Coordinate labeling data
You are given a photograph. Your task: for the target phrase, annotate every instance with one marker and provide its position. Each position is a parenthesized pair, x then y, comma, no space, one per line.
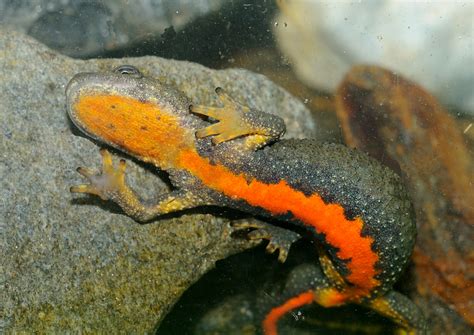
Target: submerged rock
(77,264)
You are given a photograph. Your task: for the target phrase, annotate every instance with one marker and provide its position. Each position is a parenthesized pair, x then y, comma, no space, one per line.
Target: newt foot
(106,184)
(278,238)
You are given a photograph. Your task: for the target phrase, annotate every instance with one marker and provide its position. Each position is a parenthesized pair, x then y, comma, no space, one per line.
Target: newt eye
(128,70)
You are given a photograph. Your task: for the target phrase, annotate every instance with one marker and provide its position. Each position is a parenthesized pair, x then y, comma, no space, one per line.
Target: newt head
(132,113)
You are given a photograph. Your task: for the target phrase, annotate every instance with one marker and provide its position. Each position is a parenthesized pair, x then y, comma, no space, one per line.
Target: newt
(357,210)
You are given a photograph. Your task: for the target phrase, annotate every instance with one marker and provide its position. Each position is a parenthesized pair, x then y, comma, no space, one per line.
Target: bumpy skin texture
(355,208)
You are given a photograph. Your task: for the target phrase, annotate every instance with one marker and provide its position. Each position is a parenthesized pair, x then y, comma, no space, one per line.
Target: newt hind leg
(402,311)
(110,184)
(278,238)
(236,120)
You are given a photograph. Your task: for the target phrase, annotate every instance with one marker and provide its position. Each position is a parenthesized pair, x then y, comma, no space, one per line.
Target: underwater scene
(236,167)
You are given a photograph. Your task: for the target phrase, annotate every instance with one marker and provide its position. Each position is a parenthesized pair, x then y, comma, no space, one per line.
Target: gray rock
(76,263)
(81,28)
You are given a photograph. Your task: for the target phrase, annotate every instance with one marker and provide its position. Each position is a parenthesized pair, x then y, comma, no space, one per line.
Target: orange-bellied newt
(356,209)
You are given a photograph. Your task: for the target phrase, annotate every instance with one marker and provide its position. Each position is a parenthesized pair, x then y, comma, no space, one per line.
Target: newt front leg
(110,184)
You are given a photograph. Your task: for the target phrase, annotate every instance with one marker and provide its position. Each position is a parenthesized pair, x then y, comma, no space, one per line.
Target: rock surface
(430,42)
(82,28)
(78,264)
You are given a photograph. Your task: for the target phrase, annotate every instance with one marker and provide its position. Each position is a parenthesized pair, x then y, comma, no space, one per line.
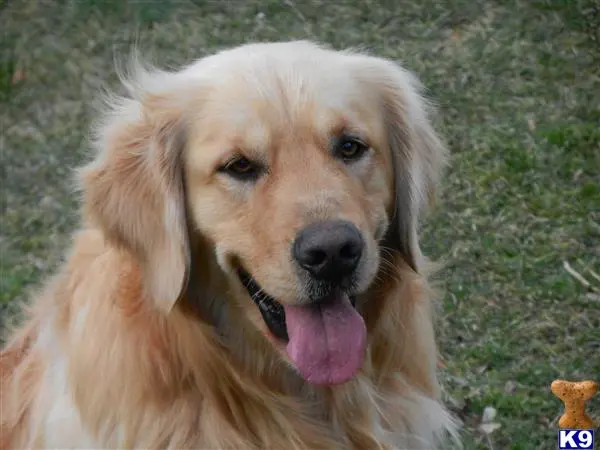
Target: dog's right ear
(133,189)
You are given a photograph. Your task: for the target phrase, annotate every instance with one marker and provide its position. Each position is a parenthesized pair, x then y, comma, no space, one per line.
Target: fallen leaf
(18,75)
(489,414)
(489,428)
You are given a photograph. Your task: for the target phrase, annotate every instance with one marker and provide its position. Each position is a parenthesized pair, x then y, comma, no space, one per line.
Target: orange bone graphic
(574,395)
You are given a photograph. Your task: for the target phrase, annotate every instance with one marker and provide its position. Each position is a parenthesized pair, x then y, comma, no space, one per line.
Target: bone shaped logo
(574,395)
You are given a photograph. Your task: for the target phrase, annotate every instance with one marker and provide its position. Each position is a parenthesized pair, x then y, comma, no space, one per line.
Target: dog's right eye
(242,169)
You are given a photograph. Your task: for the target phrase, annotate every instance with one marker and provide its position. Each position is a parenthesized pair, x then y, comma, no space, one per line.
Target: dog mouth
(271,310)
(325,340)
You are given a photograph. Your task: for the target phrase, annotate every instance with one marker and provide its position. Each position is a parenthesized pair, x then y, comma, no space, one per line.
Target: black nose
(329,250)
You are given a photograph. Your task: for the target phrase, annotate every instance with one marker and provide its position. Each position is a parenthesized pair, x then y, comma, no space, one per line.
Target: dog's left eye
(241,168)
(350,149)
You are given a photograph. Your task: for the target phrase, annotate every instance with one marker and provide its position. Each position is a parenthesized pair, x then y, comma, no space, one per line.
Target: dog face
(295,163)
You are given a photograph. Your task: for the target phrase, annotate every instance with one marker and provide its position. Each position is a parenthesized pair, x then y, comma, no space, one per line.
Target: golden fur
(146,339)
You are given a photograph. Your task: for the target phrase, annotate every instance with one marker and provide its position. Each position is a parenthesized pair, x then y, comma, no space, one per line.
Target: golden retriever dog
(247,273)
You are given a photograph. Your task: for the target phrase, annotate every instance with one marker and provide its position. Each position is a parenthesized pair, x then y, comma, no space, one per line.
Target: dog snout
(329,251)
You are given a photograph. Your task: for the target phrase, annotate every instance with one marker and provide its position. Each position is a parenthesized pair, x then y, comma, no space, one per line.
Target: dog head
(295,163)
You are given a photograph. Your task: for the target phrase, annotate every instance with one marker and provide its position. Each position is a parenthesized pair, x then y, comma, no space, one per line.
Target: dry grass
(519,94)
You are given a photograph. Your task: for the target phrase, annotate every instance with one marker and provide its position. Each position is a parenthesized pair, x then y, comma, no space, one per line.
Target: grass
(518,87)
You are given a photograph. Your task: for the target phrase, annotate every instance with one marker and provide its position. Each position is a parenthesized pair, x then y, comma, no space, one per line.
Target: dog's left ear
(417,153)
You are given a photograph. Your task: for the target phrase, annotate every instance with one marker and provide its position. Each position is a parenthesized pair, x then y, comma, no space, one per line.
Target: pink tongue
(327,341)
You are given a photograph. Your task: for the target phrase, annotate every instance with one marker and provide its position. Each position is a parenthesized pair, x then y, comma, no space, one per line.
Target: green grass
(518,87)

▶ [DIRECTIVE]: Transcribe each line above verbatim, with the pictures left out.

▶ [RESPONSE TO THE EXERCISE]:
You are given a photograph. Your task: for the target phrase, annotate every instance with one marker and provide its position. Each position is a parenthesized pair, x then y, comma, no space, one per line.
Target: submerged rock
(77,264)
You are given a photograph. Your task: for the target phrase, annotate every instance with one marker and provide its position. Each position is a parenthesized pair, x then y, comma, no space, one per line.
Target: newt foot
(106,184)
(278,238)
You are given a photograph. Your task: for the target phrase, annotate every instance with one marker and provide its position. Each position is a parenthesized pair, x then y, comma, no space, one per line.
Target: newt eye
(128,70)
You are given a photograph. Your task: for the target phrase, annotate every instance with one marker and provide its position. Each position is a parenthesized pair, x then y, comma, no space, one per line.
Target: newt head
(132,113)
You are given a photograph. Your task: for the target phrase, annotate every instance with one marker and provide its position. Each position is a parenthesized pair, x then y, comma, no space, one per line.
Target: newt
(357,210)
You are given a photograph. Your task: for the target phrase, annotate every instance with one marker and provide its position. Each position is a parenthesized pair, x then y, comma, no space, one per line.
Target: bumpy skin texture
(355,208)
You are given a photograph. Your task: for the target phrase, annotate every instance with one marker and provide its position. Each position is a parenthesized pair, x then y, comma, no space, one per line.
Target: newt hind leg
(402,311)
(110,184)
(278,238)
(236,120)
You are given a photograph. Your task: for the target phrase, annotate every instance with one marker and provide its position. Each position is a parenthesized pair, x then y, comma, no space, one per line.
Target: underwater scene
(236,167)
You are given a photograph. Your task: for the target phrase, annotate every instance with one marker and provide its position. Each position is a parenthesized pair, x then y, comma, no space, one per line.
Target: gray rock
(76,263)
(81,28)
You are given a photograph. Your task: for the target phrase, annotate every instance with one marker and provide its position. Each position is a parenthesized pair, x then y, comma, no space, one per line.
Target: orange-bellied newt
(356,209)
You are given a photograph. Your task: for the target phrase, annotate every instance with one marker and provide its position. Each position is a parenthesized pair, x then y, comma, no space, one per line.
Target: newt front leg
(110,184)
You are given a photograph. Your task: for the target phrase, annotate every instance with one marker and provide its position. Each position is a parenthesized pair, x then y, comma, no space, one per line.
Target: rock surface
(430,42)
(82,28)
(78,264)
You are given a photograph. Your task: for the target phrase, annotate every instance with one marker and provide its position. Each position is a parenthesized pair, x then y, comma, no space, one per line.
Target: dog's right ear
(133,189)
You are given a photograph. Your task: for the target phrase, annotate every instance with one marker and provide its position. Each position is a parenthesized pair, x then y, comma, no space, one per line.
Target: fallen leaf
(18,75)
(489,414)
(489,428)
You are given a photograph. Your task: for the target phrase, annotate every instance with one marker and provide its position. Each position is a parenthesized pair, x then y, comma, no space, one per line.
Target: orange bone graphic
(574,395)
You are given a photograph. Your task: for the target phrase, annotate every instance with one marker and provide its position. Each position is a parenthesized pair, x then y, comma, no space, one per line.
Target: bone shaped logo
(574,395)
You are given a photograph. Your task: for the target phrase, annotate every instance with one marker and provide its position. Each position is a parenthesized pair, x then y, comma, no space, one per line.
Target: dog's right eye
(242,169)
You are given a photograph. Your task: for the target phrase, annotate every instance with one marker and provide its position. Each position is a parenthesized pair, x then y, comma, no space, one per line.
Target: dog mouth
(271,310)
(325,340)
You are given a photograph. Your task: for the target phrase, annotate every instance with one marker and provide its position. Each position is a parenthesized pair, x then y, comma, no space, one per line.
Target: black nose
(329,250)
You are given a photograph. Your task: for the target phrase, annotate every instance with one marker and provide its position. Each position is a parenthesized pair, x then y, comma, no space, one per line.
Target: dog's left eye
(241,168)
(350,149)
You are given a photograph. Your task: for the target phrase, annotate every instance with one marker and provide its position. Each position is a parenthesized pair, x then y, comma, no space, one per line.
Target: dog face
(295,163)
You are given a photograph. Your task: for the target phrase, annotate every instance with one marker and provide its position. Each position is a parenthesized pair, x then y, comma, no space, one per line.
Target: golden fur
(146,339)
You are given a photograph. Your task: for the target phrase, annotate every instance with one marker and provide its position. Each position is a parenthesized pair, x then y, comma, no space, one per line.
Target: golden retriever dog
(247,273)
You are given a photograph. Your task: for the target phrase, annotate every instance with one marker and provide its position. Each position is a parenthesized pair, x then y, comma, no space, one per line.
Target: dog snout
(329,251)
You are given a photograph. Your task: for the target phrase, annotate every instance with one marker and provide its position. Each position is a parenthesized pair, x then y, comma, no space, one per line.
Target: dog head
(295,163)
You are given a photograph. Your task: for the target phrase, annotate every instance with one marker and provide its position. Each position is a parenthesized pair, x then y, comma, no space, one per line.
Target: dry grass
(519,94)
You are given a photograph. Your task: for the target phrase, annotate every instance with one marker and provide its position. Each position is a parenthesized pair, x then y, comma, no space, one per line.
Target: grass
(518,87)
You are given a photograph. Your task: for the target phrase, annotate every instance with one marker and provide its position. Each position is a parenthesized pair, x then y, comma, no space, one per line.
Target: dog's left ear
(417,153)
You are given a photograph. Your task: for the target phrase, annotate every instance with one marker and provide its position. Each position is a parenthesized pair, x then y, comma, no space, one per line.
Target: pink tongue
(327,341)
You are given a photograph. Your task: for the target phrase, annotate every instance with one marker and provide its position. Each position is a parenthesized pair, x then y, comma, no space, one per line.
Target: green grass
(518,87)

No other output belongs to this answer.